Exercise passage:
-=-=-
For the third time in three months, Britain is grappling with the fallout from an appalling terrorist attack. Late on Saturday, as people were enjoying a night out in bars and restaurants in the popular Borough Market area of central London, a van mounted the footpath and mowed down whoever stood in its way. Three men with long knives, and what turned out to be fake explosive vests, then got out and stabbed people at random. The rampage lasted just eight minutes, but the attackers killed seven and injured another 48 before being shot dead by police.
The crude, low-tech attack came just over a week after the bombing that killed 23 adults and children at a concert in Manchester – the worst terrorist incident in Britain in a decade. That bombing showed evidence of planning and advanced bomb-making techniques. By contrast, the attack on Saturday night had more in common with an incident near the Palace of Westminster in March, when a 52-year-old Briton drove a car into pedestrians before fatally stabbing an unarmed police officer. Taken together, the three attacks show the range of threats facing British security services, who have had a strong record of averting terrorist attacks over the past decade. The tactics used in the attacks in Westminster and Borough Market, while claiming fewer lives, are if anything more difficult to prevent than Manchester-style bombings. Nearly every terrorist attack prompts debate about how much freedom society is willing to sacrifice for security, but if a cruel, deluded individual chooses to weaponise a vehicle, that threat cannot be eliminated entirely.
British Prime Pinister Theresa May was correct to say the terror threat cannot be defeated through military intervention alone. Nor can security policies remove the threat entirely.
But the fact that living with some level of risk is the price to pay for living in a free society does not mean we should have no response at all. May was right to strike a note of defiance but wrong to set out within hours a series of measures aimed at curbing extremism, including longer prison sentences and more internet controls. In doing so with less than a week to go to the general election, she risked accusations of political campaigning. She also risked making the same mistake as Tony Blair, who responded quickly to the 2005 London attacks with a 12-point security plan, large parts of which were never implemented.
The most effective security response is the slow, unseen and properly-resourced work of police and intelligence services, and investment in schemes aimed at identifying and preventing radicalisation early on. The most effective public response is to say what Londoners have often said when faced with dark moments such as this: that the life of the city will go on just as before.
-=-=-
Extracted material:

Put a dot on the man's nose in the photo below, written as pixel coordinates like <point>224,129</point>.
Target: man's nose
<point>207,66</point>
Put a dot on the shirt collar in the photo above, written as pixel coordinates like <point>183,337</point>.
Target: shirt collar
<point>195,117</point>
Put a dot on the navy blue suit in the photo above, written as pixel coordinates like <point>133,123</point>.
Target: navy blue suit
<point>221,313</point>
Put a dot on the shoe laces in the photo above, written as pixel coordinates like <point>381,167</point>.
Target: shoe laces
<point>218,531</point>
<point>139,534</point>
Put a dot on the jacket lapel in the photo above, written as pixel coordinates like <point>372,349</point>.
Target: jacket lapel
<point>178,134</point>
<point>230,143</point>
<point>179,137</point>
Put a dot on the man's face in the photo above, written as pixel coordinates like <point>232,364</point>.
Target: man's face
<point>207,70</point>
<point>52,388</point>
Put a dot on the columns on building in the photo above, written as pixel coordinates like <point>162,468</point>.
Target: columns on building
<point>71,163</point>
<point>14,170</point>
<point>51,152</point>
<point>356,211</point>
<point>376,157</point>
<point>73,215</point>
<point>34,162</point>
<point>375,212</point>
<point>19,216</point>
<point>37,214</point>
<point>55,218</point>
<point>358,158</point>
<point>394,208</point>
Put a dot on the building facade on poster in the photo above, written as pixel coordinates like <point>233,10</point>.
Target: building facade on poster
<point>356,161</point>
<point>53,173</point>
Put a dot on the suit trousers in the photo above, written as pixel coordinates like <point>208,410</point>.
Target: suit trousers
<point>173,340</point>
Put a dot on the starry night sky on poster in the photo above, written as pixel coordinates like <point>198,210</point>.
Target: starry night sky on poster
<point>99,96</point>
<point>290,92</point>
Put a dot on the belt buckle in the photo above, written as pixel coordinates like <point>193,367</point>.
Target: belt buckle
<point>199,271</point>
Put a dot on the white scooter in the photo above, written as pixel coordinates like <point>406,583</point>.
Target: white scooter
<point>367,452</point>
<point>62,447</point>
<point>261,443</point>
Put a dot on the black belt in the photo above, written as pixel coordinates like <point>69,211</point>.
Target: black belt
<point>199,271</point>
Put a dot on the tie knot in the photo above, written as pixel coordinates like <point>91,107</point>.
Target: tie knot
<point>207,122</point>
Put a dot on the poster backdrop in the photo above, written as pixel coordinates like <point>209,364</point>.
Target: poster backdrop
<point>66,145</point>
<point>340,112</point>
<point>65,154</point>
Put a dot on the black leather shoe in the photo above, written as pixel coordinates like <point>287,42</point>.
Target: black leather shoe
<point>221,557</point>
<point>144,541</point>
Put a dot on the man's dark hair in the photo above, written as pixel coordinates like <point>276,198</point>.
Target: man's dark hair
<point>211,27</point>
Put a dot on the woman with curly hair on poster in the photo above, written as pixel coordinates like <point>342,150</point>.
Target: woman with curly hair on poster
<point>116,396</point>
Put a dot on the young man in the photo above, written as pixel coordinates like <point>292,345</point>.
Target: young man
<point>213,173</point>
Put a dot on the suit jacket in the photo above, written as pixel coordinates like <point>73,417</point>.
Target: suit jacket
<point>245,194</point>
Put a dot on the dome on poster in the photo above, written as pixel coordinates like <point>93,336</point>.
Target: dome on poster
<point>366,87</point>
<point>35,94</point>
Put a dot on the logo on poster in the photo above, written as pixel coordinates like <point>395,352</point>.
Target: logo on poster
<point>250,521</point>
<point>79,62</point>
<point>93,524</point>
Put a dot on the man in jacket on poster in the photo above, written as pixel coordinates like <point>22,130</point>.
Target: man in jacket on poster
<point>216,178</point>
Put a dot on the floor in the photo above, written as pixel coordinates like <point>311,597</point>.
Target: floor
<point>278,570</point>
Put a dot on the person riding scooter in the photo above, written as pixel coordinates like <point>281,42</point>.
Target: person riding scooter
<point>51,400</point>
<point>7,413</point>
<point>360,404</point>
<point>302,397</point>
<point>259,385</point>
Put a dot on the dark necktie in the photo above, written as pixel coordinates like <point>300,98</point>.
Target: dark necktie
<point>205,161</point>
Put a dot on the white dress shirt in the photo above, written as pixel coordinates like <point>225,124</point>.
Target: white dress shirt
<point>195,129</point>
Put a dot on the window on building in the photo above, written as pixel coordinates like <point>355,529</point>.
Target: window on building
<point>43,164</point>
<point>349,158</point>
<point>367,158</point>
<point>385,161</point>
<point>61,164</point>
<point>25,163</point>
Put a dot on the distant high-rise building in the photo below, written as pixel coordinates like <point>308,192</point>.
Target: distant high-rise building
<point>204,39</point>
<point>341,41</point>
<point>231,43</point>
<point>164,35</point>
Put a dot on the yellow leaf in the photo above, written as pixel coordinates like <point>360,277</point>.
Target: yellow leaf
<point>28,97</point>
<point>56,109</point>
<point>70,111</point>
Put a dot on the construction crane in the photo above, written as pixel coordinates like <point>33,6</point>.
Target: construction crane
-=-=-
Try it:
Reproduce the editorial on the London attacks word for word, starting at "British Prime Pinister" and ending at "the threat entirely.".

Answer box:
British Prime Pinister Theresa May was correct to say the terror threat cannot be defeated through military intervention alone. Nor can security policies remove the threat entirely.